*練習題目:*
A - 根據 Python logging 效能筆記,右側 handler flow 會在什麼時候做 formatting?
B - 從 Python logging 效能筆記的最後一句之後接著往下寫。

*原始文件:*
########################################

| title |
|---|
Python / Logging / Performance |
Python / Logging / Performance
-
從 logging flow 看來,呼叫 logging method 當下,在經過 level、filter 的檢查之後,就會馬上交由 handlers 寫出,所以 handler 寫出的動作確實會影響程式的執行速度。
-
雖然 logging method 內部一定會做
isEnabledFor(level)的檢查,但若是準備傳入 logging method 的參數需要花點時間,建議自行先做過isEnabledFor(level)的檢查,才不會花時間準備了資料,但最後卻用不到。if logger.isEnabledFor(logging.DEBUG): logger.debug("Diagnostic data; %r", _prepare_data()) -
在 logging method 呼叫的當下,就會花時間蒐集 logging 的位置、當下的 thread、process 等,這些資訊若最後沒有要輸出,把一些開關關掉,就不用花時間蒐集:
logging._srcfile = None logging.logThreads = False logging.logProcesses = False實驗確認,把
logging._srcfile設為None,在發生錯誤時logger.exception()仍然可以回報出錯的位置,不用擔心。 -
Handler 寫出 log 時受限於 I/O 效能,解法是把 I/O 拉到背景做 -- 呼叫 logging method 當下先將
LogRecord寫進 queue,另一邊再將 queue 裡面的LogRecord轉換成 log 寫出。
參考資料:
-
Logging Flow - Logging HOWTO — Python 3.6.8 documentation 從 flowchart 先釐清幾件事:
- 左側 logger flow 從 logging call in user code 開始,經過 level、filter 判斷,就會進入 pass to handlers of current logger,這中間並非是 async 的,所以 handler 寫出 log 的過程,可能會拖慢 user code 的執行。
- 右側 handler flow 在經過 level、filter 的判斷,最後要寫出前才會做 formatting。
-
multithreading - python logging performance comparison and options - Stack Overflow #ril
-
Optimization - Logging HOWTO — Python 2.7.16 documentation #ril
-
Formatting of message arguments is DEFERRED UNTIL IT CANNOT BE AVOIDED. However, COMPUTING THE ARGUMENTS passed to the logging method can also be expensive, and you may want to avoid doing it if the logger will just throw away your event.
To decide what to do, you can call the
isEnabledFor()method which takes a level argument and returns true if the event would be created by theLoggerfor that level of call. You can write code like this:if logger.isEnabledFor(logging.DEBUG): logger.debug('Message with %s, %s', expensive_func1(), expensive_func2())so that if the logger’s threshold is set above
DEBUG, the calls toexpensive_func1()andexpensive_func2()are never made. -
Note In some cases,
isEnabledFor()can itself be more expensive than you’d like (e.g. for DEEPLY NESTED LOGGERS where an explicit level is only set high up in the logger hierarchy).In such cases (or if you want to avoid calling a method in TIGHT LOOPS), you can cache the result of a call to
isEnabledFor()in a local or instance variable, and use that instead of calling the method each time.Such a cached value would only need to be recomputed when the LOGGING CONFIGURATION CHANGES DYNAMICALLY while the application is running (which is not all that common).

########################################

*資料摘錄:*
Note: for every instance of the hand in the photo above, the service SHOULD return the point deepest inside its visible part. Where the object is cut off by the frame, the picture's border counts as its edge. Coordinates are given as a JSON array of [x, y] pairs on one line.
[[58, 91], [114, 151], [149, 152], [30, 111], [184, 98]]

########################################

*各題答案:*
A - 在經過 level、filter 的判斷之後,最後要寫出前才做。

B -
不過從
logging.Logger的實作看來,內部總會呼叫if self.isEnabledFor(level):,且會將結果快取 (依 hierarchy 推算 effective level 會花點時間),所以 client code 先做過isEnabledFor()的檢查肯定能省下準備 arguemnt 的時間,但isEnabledFor()時間花下去是否值得就不用多想了。 -
There are other optimizations which can be made for specific applications which need more precise control over what logging information is COLLECTED. Here’s a list of things you can do to avoid processing during logging which you don’t need:
-
Information about where calls were made from.
Set
logging._srcfiletoNone. This avoids callingsys._getframe(), which may help to speed up your code in environments like PyPy (which can’t speed up code that usessys._getframe()). -
Threading information.
Set
logging.logThreadsto0. -
Process information.
Set
logging.logProcessesto0.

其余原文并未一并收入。